## EXCERPT PROVIDED
The government of the Ryukyu Islands was somewhat complex, owing in part to the tensions associated with rule by absolute military authority within an ostensible framework of democracy. In 1950, the United States Civil Administration of the Ryukyu Islands (USCAR) replaced direct military governance. USCAR was headed by a High Commissioner, who was at the same time the U.S. military commander of the island. The High Commissioner delegated many of the day-to-day civil administrative duties to a Civil Administrator. The Civil Administrator was an army officer until 1962, after which time civilians held the post.
A local government roughly paralleled USCAR. By 1952, after several name changes, this local government came to be called the Government of the Ryukyu Islands (GRI). It consisted of judiciary, legislative, and executive branches. The legislature was a single body whose members were elected from the various districts of Okinawa and other islands. The executive branch was headed by a Chief Executive. Until 1968, this Chief Executive was recommended to the High Commissioner by the majority party in the legislature, with the High Commissioner having the final say in who would occupy the office. After 1968, the post was filled by direct popular election. The USCAR often tried to work through the GRI, thereby masking its power. The GRI, on the other hand, especially from the late 1960s onward, was potentially--and sometimes actually--a forum for resisting or opposing U.S.-imposed measures.
During this time of U.S. rule, Okinawa functioned like much its own separate country, or perhaps like a colony of the United States. The U.S. dollar was the currency, and travel permits were required of anyone seeking to go to the Japanese mainland. Public display of the Japanese flag was banned, though Okinawans frequently defied this policy. Japanese was the language of formal education and daily life, though a knowledge of English was required for many government officials and employees at military bases. Accidents caused by U.S. military personnel (plane crashes, vehicle collisions, etc.) resulting in death or property destruction took place frequently owing to the close proximity of civilians to military installations and to the small size of Okinawa. With a large concentration of young men in the military installations, crimes ranging from disorderly drunkenness, to rape and murder were also a significant problem for Okinawa. Whether caused by accident or criminal intent, cases involving U.S. soldiers harming Okinawans or their property were adjudicated by U.S. military courts, not the judicial branch of the GDI. Okinawans frequently accused these courts of excessive leniency in dealing with such offenses, and, indeed, a common response to serious criminal offenses by U.S. soldiers was to transfer the offenders out of Okinawa to a different military unit. The general population of the United States had little or no idea of the situation in Okinawa, whereas the average Okinawan was acutely aware of living under foreign military occupation.

## DATA SHOWN
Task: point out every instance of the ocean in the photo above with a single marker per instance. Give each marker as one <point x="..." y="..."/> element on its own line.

## PROBLEM SET
[1] According to the text about U.S. rule of the Ryukyu Islands, in what year did USCAR replace direct military governance?
[2] Using the text about U.S. rule of the Ryukyu Islands, explain why accidents caused by U.S. military personnel happened frequently on Okinawa.
[3] Carry on the text about U.S. rule of the Ryukyu Islands from its last sentence.
The material has no connection to the text about U.S. rule of the Ryukyu Islands.

## ANSWERS FOR THE EXERCISE
[1] 1950

[2] Civilians lived in close proximity to military installations, and Okinawa is small. These two conditions led to frequent accidents such as plane crashes and vehicle collisions that caused deaths or destroyed property.

[3]
What about the view of Okinawa from mainland Japan? Until the late 1960s, most Japanese had little interest in Okinawa. Prior to the Pacific War, most Japanese tended to see Okinawa as an exotic, relatively primitive backwater only marginally part of Japan in terms of culture. After the war, most Japanese were concerned with recovery and economic advancement. Insofar as they might have though about Okinawa under U.S. occupation, it was common to suppose that Okinawans all spoke English, ate chunks of red meat with knives and forks, and in many other ways fit the typical stereotype of Americanized people. In the late 1980s I had numerous conversations with Okinawans who had gone to college in the mainland of Japan during the late 1960s or early 1970s. They told me of encounters with Japanese who complimented the Okinawans on their "excellent Japanese" or their ability to wield chopsticks.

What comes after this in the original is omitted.